#### Data under study
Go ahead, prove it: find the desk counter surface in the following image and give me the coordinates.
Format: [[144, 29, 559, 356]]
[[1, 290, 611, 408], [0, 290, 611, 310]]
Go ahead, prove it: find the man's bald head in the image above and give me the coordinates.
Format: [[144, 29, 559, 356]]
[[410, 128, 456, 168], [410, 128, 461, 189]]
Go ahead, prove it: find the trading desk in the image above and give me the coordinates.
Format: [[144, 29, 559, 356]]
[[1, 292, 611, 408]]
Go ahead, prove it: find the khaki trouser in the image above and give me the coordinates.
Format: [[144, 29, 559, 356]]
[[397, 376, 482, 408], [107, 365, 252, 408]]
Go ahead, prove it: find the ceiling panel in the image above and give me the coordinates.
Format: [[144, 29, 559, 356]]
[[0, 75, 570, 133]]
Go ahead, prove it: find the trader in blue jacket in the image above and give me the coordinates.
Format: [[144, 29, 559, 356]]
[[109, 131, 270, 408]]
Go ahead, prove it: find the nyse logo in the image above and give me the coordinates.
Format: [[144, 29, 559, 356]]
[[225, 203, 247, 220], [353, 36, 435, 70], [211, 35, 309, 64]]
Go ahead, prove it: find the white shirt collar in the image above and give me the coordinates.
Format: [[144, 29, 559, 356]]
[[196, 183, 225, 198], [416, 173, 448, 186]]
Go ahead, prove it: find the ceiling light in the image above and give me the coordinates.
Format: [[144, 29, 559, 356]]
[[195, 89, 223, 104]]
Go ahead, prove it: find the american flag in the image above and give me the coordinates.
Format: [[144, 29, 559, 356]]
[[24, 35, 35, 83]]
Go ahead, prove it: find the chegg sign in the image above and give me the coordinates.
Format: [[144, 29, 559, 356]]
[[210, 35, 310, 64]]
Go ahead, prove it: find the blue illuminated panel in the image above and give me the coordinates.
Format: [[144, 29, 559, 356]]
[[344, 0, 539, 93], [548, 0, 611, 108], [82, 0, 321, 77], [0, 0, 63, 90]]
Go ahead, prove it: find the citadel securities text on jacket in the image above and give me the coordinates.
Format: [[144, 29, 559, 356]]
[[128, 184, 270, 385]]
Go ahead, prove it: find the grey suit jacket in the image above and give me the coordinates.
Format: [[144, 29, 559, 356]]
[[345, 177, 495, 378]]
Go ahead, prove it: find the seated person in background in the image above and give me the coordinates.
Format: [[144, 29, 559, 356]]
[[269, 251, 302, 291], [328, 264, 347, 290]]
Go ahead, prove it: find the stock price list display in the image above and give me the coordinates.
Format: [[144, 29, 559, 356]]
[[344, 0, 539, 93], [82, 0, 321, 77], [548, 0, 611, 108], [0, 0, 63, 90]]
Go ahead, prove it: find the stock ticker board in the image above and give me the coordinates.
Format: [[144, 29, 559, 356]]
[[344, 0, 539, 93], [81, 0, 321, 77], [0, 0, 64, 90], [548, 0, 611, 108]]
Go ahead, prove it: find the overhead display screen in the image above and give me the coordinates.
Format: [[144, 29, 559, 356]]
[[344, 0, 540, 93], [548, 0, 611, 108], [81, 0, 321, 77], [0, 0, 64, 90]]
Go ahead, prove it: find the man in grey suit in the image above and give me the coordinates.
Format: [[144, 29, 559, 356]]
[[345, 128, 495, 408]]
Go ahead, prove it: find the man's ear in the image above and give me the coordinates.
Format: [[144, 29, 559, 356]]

#### Instructions for the task
Your reply must contain each entry, reproduced exactly.

#### Reply
Go ahead, prove it: find the desk counter surface in the following image and give me the coordinates.
Format: [[144, 29, 559, 356]]
[[1, 290, 611, 408], [0, 290, 611, 310]]
Go ahead, prove it: find the man's bald head in the image above and give me the coordinates.
Format: [[144, 29, 559, 356]]
[[410, 128, 456, 168], [410, 128, 461, 189]]
Go ahead, prove it: find the trading desk in the image above and give me the coordinates.
Format: [[144, 29, 559, 356]]
[[1, 292, 611, 408]]
Go ahead, prove it: find the khaki trouser in the image above and give me the coordinates.
Format: [[144, 29, 559, 356]]
[[397, 376, 482, 408], [107, 365, 252, 408]]
Go ahead, prove it: find the ceiling panel in the image above and give me the coordinates.
Format: [[144, 29, 559, 356]]
[[0, 75, 570, 133]]
Go ahead, prove it: find the trader in blue jacket in the image above and give me the coordinates.
Format: [[144, 29, 559, 356]]
[[109, 131, 270, 408]]
Go ahead, prove it: find the nyse logo in the image above and give me the coordinates.
Format: [[144, 29, 559, 356]]
[[225, 203, 247, 220], [353, 36, 435, 70], [211, 35, 309, 64]]
Go ahead, prove it: find the white shirt collar in the image above and give me the coordinates.
Format: [[144, 29, 559, 356]]
[[196, 183, 225, 198], [416, 173, 448, 186]]
Go ahead, prove it: find the ceiling light in the image above and give me the coordinates.
Format: [[144, 29, 559, 356]]
[[195, 89, 223, 104]]
Go ahead, prove it: find the american flag in the image above and give me the coordinates.
Format: [[144, 29, 559, 356]]
[[24, 35, 35, 83]]
Go ahead, prove it: find the chegg sign in the image above and give me the coordinates.
Format: [[144, 29, 559, 356]]
[[210, 35, 310, 64]]
Go ahead, prove it: find the blue illuminated panel in the image above and give me the coordinates.
Format: [[144, 29, 559, 356]]
[[344, 0, 539, 93], [548, 0, 611, 108], [82, 0, 321, 77], [0, 0, 63, 90]]
Go ahead, prove it: find the citadel securities text on jacket in the image above and give me the coordinates.
Format: [[144, 29, 559, 356]]
[[128, 184, 270, 385]]
Go ahead, prove it: find the grey suit jacket in the image above and give me the coordinates.
Format: [[144, 29, 559, 356]]
[[345, 177, 495, 378]]
Go ahead, prove it: find the seated person in background in the image above and give me the coordinates.
Format: [[144, 29, 559, 356]]
[[269, 251, 302, 291], [328, 264, 347, 290]]
Go ahead, prove it: find the stock price list display in the image above and give me the coordinates.
Format: [[144, 29, 559, 356]]
[[344, 0, 539, 93], [82, 0, 321, 77], [548, 0, 611, 108], [0, 0, 63, 90]]
Go ahead, prove it: find the stock ticker board in the image above and give me the coordinates.
Format: [[144, 29, 559, 356]]
[[344, 0, 539, 93], [81, 0, 321, 77], [0, 0, 64, 90], [548, 0, 611, 108]]
Go ahead, prove it: find the overhead display screen in the image above and give me the coordinates.
Format: [[144, 29, 559, 356]]
[[344, 0, 540, 93], [548, 0, 611, 108], [81, 0, 321, 77], [0, 0, 64, 90]]
Go ahead, prove it: find the man in grey suit in the image above and give me the coordinates.
Format: [[144, 29, 559, 356]]
[[345, 128, 495, 408]]
Go ahead, prove it: find the man's ear in the image above and give me the coordinates.
Format: [[144, 29, 559, 356]]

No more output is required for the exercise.